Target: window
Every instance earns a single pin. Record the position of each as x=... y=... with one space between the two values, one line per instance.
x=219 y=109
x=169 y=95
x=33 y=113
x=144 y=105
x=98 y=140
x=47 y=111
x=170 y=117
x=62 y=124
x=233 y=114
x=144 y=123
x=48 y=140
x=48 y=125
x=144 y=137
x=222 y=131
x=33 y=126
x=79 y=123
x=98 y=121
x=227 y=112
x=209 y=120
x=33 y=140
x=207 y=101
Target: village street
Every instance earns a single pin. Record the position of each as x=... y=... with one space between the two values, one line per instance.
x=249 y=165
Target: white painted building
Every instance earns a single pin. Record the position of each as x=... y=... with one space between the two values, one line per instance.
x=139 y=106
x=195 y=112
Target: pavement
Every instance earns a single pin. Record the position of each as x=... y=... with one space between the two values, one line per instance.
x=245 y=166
◇ ◇ ◇ ◇ ◇ ◇ ◇
▶ [TASK] Reproduce every line of the records above word for word, changing nothing.

▶ [RESULT]
Target: window
Every instance earns a single pin. Record the position of each as x=... y=... with one space between the two values, one line per instance.
x=219 y=109
x=169 y=95
x=33 y=113
x=144 y=105
x=98 y=140
x=47 y=111
x=170 y=117
x=62 y=124
x=233 y=114
x=144 y=123
x=48 y=140
x=48 y=125
x=144 y=137
x=222 y=131
x=33 y=126
x=79 y=123
x=98 y=121
x=227 y=112
x=209 y=120
x=33 y=140
x=207 y=101
Target: village street
Every instance earns a single pin. Record the position of each as x=... y=... with one space between the two values, one line per instance.
x=249 y=165
Target: white painted building
Every instance earns a single pin. Record the position of each as x=... y=... with one space between the two values, one line per instance.
x=139 y=106
x=195 y=112
Target: pavement
Every instance earns a single pin. Record the position of each as x=... y=... with one space between the two values, one line per instance.
x=245 y=166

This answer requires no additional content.